--- Start Material provided ---

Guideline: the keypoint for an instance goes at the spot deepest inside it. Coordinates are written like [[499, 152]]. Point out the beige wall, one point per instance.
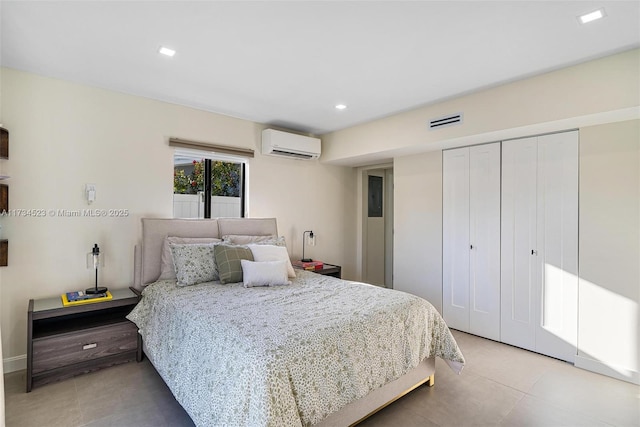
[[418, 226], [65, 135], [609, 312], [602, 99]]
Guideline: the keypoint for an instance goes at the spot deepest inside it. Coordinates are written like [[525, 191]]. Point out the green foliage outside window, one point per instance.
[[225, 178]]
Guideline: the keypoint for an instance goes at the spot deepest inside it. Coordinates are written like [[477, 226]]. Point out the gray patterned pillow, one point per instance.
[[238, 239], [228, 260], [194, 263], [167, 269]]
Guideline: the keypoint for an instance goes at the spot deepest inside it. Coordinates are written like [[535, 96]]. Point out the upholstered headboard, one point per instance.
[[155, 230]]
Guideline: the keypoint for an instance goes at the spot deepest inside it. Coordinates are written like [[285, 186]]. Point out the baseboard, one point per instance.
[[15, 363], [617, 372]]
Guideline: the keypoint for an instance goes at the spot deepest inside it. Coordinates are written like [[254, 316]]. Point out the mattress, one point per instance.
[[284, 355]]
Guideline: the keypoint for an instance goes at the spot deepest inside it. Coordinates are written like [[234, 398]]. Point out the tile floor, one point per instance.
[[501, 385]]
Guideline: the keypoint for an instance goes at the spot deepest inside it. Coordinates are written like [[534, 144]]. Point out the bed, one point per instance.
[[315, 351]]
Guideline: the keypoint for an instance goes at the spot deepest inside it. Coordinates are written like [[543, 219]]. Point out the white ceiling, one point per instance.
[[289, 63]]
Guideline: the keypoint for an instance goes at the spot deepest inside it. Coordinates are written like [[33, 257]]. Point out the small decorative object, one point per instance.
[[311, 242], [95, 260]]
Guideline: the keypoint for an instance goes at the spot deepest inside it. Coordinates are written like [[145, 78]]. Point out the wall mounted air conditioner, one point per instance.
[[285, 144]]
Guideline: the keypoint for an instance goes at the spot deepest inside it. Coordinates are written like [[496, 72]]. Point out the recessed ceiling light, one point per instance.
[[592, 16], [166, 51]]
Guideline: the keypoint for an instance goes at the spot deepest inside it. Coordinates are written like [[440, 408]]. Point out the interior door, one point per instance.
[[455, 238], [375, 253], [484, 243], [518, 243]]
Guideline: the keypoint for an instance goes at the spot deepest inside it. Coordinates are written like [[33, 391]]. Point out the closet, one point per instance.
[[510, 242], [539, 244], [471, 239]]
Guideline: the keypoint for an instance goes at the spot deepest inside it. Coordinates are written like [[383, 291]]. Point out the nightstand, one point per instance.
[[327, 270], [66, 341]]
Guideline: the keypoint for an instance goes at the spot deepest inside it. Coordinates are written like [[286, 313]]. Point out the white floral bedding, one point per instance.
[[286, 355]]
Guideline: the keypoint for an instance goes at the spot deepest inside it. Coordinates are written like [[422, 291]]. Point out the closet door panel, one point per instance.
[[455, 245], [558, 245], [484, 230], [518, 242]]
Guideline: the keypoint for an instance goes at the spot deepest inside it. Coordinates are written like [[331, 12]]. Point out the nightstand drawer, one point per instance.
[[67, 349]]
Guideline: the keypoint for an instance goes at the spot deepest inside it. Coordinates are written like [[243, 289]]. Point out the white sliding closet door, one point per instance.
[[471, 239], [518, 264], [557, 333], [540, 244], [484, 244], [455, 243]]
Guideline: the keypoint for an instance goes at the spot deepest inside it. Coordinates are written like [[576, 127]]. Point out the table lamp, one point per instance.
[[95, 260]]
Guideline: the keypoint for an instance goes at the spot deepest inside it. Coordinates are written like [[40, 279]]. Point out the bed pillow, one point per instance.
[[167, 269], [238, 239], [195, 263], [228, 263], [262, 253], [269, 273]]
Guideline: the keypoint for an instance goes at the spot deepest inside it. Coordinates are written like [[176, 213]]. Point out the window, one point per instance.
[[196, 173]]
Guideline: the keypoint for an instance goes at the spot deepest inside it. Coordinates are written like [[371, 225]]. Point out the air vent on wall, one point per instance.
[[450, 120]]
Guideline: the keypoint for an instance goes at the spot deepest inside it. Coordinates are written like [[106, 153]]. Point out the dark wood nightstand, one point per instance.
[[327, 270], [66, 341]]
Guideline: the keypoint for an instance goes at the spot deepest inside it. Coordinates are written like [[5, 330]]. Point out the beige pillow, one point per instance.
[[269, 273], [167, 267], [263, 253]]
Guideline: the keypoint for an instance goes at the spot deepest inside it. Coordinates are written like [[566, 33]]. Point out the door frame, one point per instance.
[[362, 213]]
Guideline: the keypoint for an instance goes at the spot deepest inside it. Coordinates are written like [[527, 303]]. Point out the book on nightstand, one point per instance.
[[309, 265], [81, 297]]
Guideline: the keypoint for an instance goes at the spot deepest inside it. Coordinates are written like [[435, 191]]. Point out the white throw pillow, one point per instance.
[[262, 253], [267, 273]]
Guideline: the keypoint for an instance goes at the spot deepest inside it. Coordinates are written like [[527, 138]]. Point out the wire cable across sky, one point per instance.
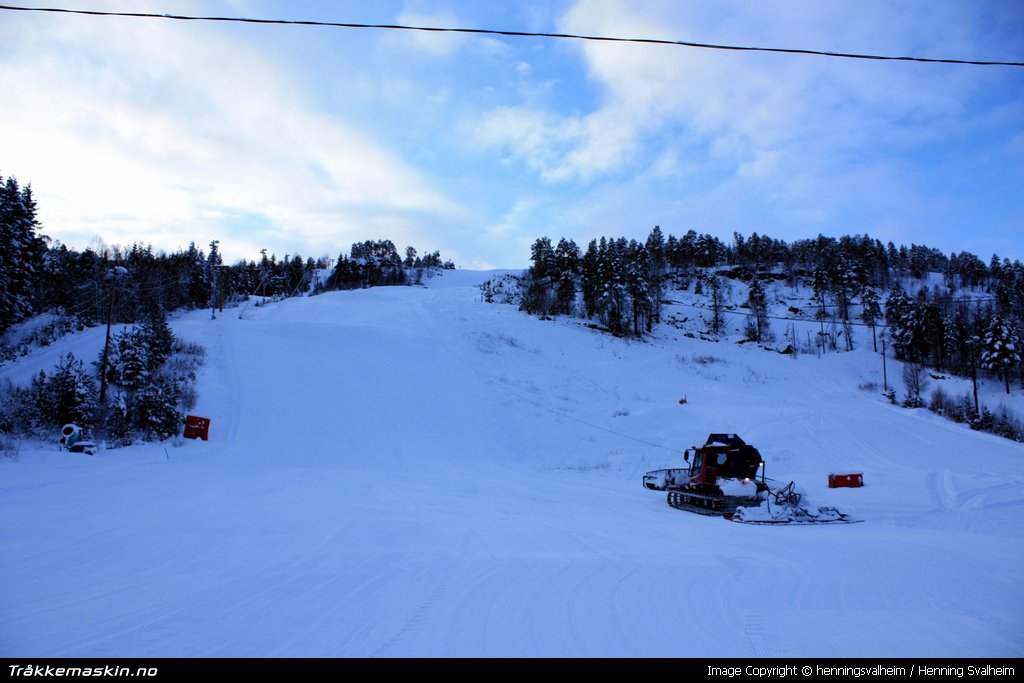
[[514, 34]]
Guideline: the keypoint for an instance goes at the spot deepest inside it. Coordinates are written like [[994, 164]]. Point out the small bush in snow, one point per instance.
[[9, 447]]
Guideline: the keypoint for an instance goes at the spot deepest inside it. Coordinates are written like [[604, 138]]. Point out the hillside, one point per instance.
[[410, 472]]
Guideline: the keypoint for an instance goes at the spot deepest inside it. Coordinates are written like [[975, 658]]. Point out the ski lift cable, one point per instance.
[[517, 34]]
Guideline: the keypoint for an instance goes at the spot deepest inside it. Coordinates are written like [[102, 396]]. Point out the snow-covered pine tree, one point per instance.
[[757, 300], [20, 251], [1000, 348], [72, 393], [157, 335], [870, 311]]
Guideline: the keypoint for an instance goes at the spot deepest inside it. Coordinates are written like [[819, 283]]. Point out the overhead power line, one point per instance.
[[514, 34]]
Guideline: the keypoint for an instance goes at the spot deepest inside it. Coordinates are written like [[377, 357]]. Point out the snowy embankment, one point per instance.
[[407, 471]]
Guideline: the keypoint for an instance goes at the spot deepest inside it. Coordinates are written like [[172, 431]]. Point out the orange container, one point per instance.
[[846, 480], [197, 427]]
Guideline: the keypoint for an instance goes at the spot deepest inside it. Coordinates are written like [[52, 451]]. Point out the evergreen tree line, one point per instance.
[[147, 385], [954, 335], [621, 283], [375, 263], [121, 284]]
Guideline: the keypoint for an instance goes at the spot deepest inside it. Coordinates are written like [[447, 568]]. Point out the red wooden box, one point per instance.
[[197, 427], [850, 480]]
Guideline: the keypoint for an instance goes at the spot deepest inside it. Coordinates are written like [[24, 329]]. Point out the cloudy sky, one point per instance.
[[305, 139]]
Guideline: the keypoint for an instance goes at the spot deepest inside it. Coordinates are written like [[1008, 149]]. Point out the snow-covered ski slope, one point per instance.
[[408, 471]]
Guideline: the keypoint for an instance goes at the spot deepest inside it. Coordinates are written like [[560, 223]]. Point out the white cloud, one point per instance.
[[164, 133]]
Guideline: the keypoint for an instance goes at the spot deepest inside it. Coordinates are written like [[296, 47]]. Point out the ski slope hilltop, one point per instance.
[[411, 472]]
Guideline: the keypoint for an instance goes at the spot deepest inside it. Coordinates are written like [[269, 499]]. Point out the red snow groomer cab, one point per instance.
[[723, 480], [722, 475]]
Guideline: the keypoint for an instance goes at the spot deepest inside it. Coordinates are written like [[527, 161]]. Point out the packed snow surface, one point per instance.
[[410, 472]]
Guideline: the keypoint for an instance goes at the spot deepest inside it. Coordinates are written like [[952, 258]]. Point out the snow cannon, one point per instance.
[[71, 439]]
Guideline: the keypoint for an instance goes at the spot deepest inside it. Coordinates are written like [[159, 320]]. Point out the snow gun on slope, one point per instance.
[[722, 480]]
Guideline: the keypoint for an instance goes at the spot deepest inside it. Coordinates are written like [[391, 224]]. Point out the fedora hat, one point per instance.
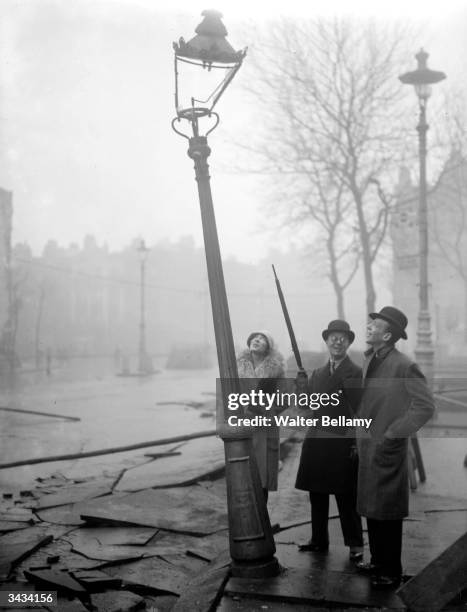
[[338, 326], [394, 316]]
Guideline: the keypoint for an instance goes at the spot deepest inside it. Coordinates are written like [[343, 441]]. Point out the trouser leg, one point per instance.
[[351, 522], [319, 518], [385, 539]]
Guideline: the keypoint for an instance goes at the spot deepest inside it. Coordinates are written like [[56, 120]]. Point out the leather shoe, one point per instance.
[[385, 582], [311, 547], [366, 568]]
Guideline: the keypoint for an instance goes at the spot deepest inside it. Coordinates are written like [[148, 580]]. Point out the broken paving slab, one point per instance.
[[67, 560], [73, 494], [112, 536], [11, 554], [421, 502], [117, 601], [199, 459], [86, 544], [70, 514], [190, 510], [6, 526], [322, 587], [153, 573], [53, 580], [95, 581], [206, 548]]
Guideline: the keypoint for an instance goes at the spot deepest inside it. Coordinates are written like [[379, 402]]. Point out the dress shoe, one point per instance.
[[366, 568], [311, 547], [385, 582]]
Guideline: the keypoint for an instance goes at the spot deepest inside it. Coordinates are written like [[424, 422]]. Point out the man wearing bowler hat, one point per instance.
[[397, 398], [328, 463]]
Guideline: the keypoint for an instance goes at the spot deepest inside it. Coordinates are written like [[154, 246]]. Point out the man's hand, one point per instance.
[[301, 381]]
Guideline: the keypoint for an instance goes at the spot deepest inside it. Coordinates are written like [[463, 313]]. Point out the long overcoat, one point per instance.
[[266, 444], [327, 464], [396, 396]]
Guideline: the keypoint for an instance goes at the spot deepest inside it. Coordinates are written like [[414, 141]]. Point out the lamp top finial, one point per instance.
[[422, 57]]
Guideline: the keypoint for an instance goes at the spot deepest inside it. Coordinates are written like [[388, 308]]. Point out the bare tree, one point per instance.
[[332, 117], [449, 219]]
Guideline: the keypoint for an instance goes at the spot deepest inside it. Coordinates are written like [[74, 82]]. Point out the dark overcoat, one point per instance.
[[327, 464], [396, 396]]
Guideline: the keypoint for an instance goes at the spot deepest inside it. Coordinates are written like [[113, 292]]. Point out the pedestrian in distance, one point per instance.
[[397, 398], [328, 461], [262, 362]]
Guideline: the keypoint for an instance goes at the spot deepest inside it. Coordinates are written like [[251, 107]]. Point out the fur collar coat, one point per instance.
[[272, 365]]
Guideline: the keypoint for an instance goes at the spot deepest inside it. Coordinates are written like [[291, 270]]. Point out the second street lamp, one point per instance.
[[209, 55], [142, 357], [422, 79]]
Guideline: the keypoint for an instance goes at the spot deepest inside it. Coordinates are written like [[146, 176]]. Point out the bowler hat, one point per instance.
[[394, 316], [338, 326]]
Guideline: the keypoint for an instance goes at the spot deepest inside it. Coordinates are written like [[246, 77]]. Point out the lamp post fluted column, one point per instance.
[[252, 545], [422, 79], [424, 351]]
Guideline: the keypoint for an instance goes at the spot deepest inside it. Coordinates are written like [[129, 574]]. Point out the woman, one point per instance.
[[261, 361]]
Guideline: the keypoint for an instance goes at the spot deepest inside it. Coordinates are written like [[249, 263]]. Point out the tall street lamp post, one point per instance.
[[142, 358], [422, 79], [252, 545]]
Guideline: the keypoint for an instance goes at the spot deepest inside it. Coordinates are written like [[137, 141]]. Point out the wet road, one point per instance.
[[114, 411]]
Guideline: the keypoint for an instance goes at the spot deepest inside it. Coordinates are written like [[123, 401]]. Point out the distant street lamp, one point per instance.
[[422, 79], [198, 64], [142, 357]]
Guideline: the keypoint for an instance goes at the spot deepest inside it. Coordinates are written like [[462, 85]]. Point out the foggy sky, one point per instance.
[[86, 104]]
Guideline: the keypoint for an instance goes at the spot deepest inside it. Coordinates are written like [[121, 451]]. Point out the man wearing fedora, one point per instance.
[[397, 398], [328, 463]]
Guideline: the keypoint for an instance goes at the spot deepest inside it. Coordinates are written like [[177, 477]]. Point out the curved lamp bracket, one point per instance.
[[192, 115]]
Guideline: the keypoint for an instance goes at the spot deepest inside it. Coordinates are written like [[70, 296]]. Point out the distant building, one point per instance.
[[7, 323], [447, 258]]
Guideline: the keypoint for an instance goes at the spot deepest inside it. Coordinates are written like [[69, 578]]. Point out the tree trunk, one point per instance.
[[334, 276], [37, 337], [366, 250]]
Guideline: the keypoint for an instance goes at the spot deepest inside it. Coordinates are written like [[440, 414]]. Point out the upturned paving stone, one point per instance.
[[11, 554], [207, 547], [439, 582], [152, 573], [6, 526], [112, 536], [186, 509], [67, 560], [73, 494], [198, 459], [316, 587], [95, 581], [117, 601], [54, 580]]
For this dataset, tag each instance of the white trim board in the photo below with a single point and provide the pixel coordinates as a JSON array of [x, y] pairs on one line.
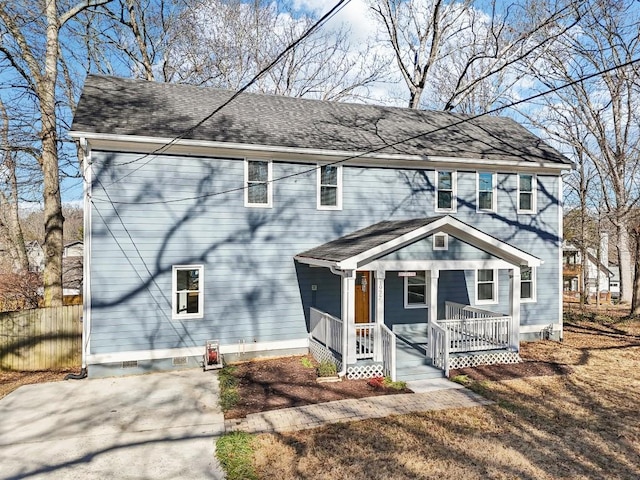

--- End Material provided ---

- _Task requirements_: Return the items verbatim from the line with "dark overcoat, one point per instance." to the line with "[[86, 104]]", including both of those lines.

- _The response_:
Guideline: the keypoint for an instance goes at the spot deepest inside it. Coordinates are written like [[74, 82]]. Point out the dark overcoat, one point per instance.
[[327, 464], [396, 396]]
Guideline: the keypoint for an instance goes at the spot deepest inside it. Coordinates are written like [[113, 292]]. Point out the pedestrian in distance, one point per instance.
[[397, 398], [328, 461], [262, 362]]
Guideline: the keypoint for an instance goes at the spot deepest inside it. Coordinates are written like [[251, 107]]. Point out the fur collar coat, one point per instance.
[[272, 365]]
Guideline: the keypoint for an instance goes at the spot deepest inside it. Coordinates are written like [[291, 270]]. Point out the second street lamp, one point per instance.
[[209, 55], [142, 357], [422, 79]]
Guideline: the keypoint for an instance goes at the spot deepest inside it. Coordinates are written like [[146, 176]]. Point out the bowler hat, one point per instance.
[[394, 316], [338, 326]]
Guideline: the keypoint for an instance goes at the spot deepest inside it. Coordinates are written like [[246, 77]]. Point out the lamp post fluted column, one point per instance.
[[252, 545], [422, 79], [424, 351]]
Guideline: the keypoint for an instance goes at the spot deepest inside it. Coordinates are written like [[129, 574]]. Point out the woman, one point per instance.
[[261, 361]]
Guideline: the keypoint for an instance goes at the spot deepest inside it. Coordinates are written like [[249, 263]]. Point out the tall street lamp post, one point per instance.
[[142, 358], [422, 79], [252, 545]]
Guideline: the keypoint for an instance goes at the spot deepest inside it. Coordinates are written like [[137, 141]]. Point out the wet road, one point per instance.
[[114, 411]]
Guideline: the keypoint for an instance goes at the spot deepest inside it. Coordinates are written like [[123, 401]]. Point out the distant street lamp, one point per instance.
[[422, 79], [198, 64], [142, 357]]
Guideline: the keypoint for an instance goes at the spot deepest inside it. Coordinates are written like [[462, 85]]. Point out the foggy sky, one point per instance.
[[86, 104]]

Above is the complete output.